▶ [Work to complete] Reproduce the entire listing word for word.
....
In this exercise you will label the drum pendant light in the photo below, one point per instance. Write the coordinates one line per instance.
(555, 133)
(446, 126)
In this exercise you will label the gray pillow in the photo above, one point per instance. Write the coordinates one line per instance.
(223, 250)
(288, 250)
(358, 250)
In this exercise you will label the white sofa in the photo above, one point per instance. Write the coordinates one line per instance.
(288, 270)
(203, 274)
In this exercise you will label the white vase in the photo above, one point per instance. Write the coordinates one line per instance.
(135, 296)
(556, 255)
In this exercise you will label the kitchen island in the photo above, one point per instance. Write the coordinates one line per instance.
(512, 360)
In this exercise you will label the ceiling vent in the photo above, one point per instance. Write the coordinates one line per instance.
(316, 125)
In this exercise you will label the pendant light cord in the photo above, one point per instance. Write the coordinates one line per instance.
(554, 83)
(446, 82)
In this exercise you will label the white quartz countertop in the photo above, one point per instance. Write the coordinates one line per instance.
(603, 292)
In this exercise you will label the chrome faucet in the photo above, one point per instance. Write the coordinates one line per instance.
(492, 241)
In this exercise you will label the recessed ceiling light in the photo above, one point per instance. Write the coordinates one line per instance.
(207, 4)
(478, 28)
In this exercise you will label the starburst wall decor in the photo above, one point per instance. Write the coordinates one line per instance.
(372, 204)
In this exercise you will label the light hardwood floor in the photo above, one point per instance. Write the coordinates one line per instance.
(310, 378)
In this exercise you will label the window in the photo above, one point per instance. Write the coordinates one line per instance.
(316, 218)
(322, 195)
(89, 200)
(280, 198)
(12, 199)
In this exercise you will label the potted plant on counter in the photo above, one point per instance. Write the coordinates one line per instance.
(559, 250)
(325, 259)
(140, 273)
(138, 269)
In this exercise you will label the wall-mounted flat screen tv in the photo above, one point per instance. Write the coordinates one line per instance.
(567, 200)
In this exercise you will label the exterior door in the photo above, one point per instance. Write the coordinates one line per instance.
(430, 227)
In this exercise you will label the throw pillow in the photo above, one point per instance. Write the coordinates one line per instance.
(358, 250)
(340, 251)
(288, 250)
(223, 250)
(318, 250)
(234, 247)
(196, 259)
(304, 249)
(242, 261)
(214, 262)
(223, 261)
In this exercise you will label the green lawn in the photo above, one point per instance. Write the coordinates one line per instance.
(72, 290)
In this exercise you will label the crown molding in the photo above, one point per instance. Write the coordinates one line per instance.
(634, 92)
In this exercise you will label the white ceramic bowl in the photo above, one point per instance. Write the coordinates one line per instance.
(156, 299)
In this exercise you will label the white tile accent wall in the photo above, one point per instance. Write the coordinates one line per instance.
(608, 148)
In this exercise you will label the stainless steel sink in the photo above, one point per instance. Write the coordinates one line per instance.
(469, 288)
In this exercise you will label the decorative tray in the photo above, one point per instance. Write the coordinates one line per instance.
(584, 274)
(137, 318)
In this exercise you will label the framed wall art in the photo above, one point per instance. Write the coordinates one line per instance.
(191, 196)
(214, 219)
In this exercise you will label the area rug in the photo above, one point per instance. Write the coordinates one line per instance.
....
▶ [Response to this exercise]
In this exercise you will label the drum pendant light in the photo below, one point per instance. Write the coordinates one line per instance.
(555, 133)
(446, 126)
In this exercise you will label the gray pillow in the photo above, one point per instance. Write the coordinates one line per instance.
(223, 250)
(288, 250)
(358, 250)
In this exercise you will label the white sofa in the photo above, one point per instance. Write the coordinates one line per instance.
(288, 270)
(203, 274)
In this exercise you will label the white vase in the photo above, one point per instance. Write the coordinates one line per instance.
(135, 296)
(556, 255)
In this exercise you will label the kitchen island in the photo above, one point per instance. Write the coordinates one line per instance.
(512, 360)
In this exercise you will label the ceiling vent in the photo above, one point per instance. Write the coordinates one line per instance.
(316, 125)
In this exercise you will label the pendant light cord in the photo above, one point per instance. Write the coordinates one line per instance.
(554, 83)
(446, 82)
In this exercise you will label the white quartz countertop in the photo above, one point per instance. Write the coordinates one line per instance.
(603, 292)
In this exercise you will label the chrome faucet in the photo above, one point per instance. Write the coordinates one line per instance.
(492, 241)
In this exercise you will label the recessed ceiling light in the photo above, one point per instance. Write the coordinates one line per instance.
(207, 4)
(478, 28)
In this exercise you will label the starburst wall decor in the photo above, one point per instance. Write the coordinates one line per instance.
(372, 204)
In this exercise you will label the light hardwood floor in the photo above, one point per instance. Write the coordinates one line per instance.
(310, 378)
In this exercise you will label the window in the photo above, one point per instance. Write the coordinates one line per instance.
(316, 218)
(322, 195)
(89, 200)
(280, 198)
(12, 199)
In this exercise you will label the potted plant on counter in the photo above, one point per instance. Write the coordinates one line per instance.
(559, 250)
(325, 259)
(140, 273)
(138, 269)
In this exercise you will label the wall-mounted flat screen tv in the photo above, one point per instance. Write the coordinates one line per instance.
(567, 200)
In this exercise you will label the exterior door in the photo above, one point per instance. Write the coordinates one line per instance.
(430, 227)
In this exercise you will label the throw pillow in the photo above, one point per instance. Write the coordinates one line per instance.
(358, 250)
(340, 251)
(288, 250)
(223, 250)
(318, 250)
(234, 247)
(196, 259)
(304, 249)
(242, 261)
(214, 262)
(223, 261)
In this exercise you will label the green lawn in the photo above, one point per instance. Write the coordinates one line per instance.
(72, 290)
In this exercise you will label the crown molding in the photo above, one point per instance. Write the coordinates one line per instance.
(634, 92)
In this exercise you will label the white ceramic bowl in the photo above, one point per instance. Write the coordinates one line per instance.
(156, 299)
In this exercise you will label the white tile accent wall in the photo above, one point per instance. Write the coordinates one line per instance.
(608, 148)
In this exercise you will label the stainless steel sink in the photo above, one point per instance. Write the coordinates one line per instance.
(469, 288)
In this exercise you will label the decorative tray in the photo above, one point per instance. Write the coordinates one line per instance.
(584, 274)
(137, 318)
In this exercise you will label the framed wall art in the photo above, one point per instance. Write the coordinates one line per instance.
(191, 196)
(214, 219)
In this exercise you will label the area rug in the photo above, one point per instance. Write the coordinates one line per instance.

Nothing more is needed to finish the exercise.